Segment Start: Data for the task
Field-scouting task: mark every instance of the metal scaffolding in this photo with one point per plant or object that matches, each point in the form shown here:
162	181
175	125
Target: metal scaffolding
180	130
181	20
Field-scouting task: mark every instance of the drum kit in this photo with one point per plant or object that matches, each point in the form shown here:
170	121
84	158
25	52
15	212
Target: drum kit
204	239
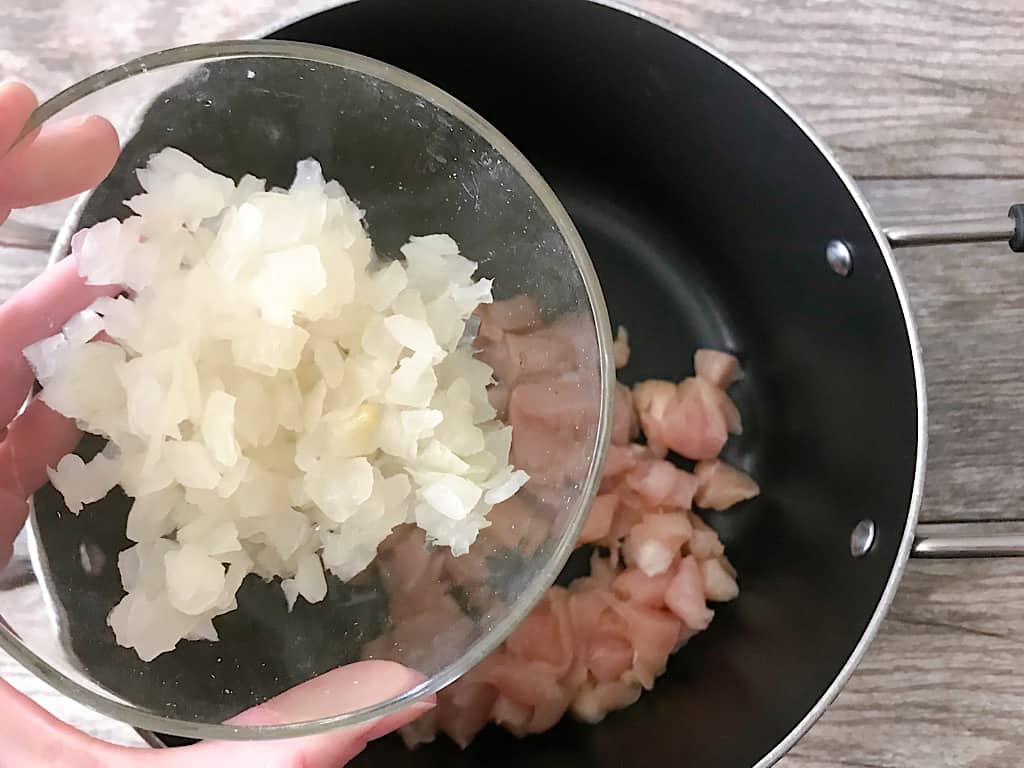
Segment End: Data for the task
▶ [Aim of the task]: Set down every record above exactly as it stands, but skip the pictures.

▶ [Response to this exercise]:
Field-scouting task: mark every instance of the metal scaffolding in this photo with one point per plant or object that matches, each point in the form shown here:
162	181
175	125
Target: metal scaffolding
180	130
181	20
Field-scouting task: mark every instance of the drum kit in this photo with one point per plant or object that matches, each point in the form shown here:
170	121
84	158
25	52
15	212
Target: drum kit
204	239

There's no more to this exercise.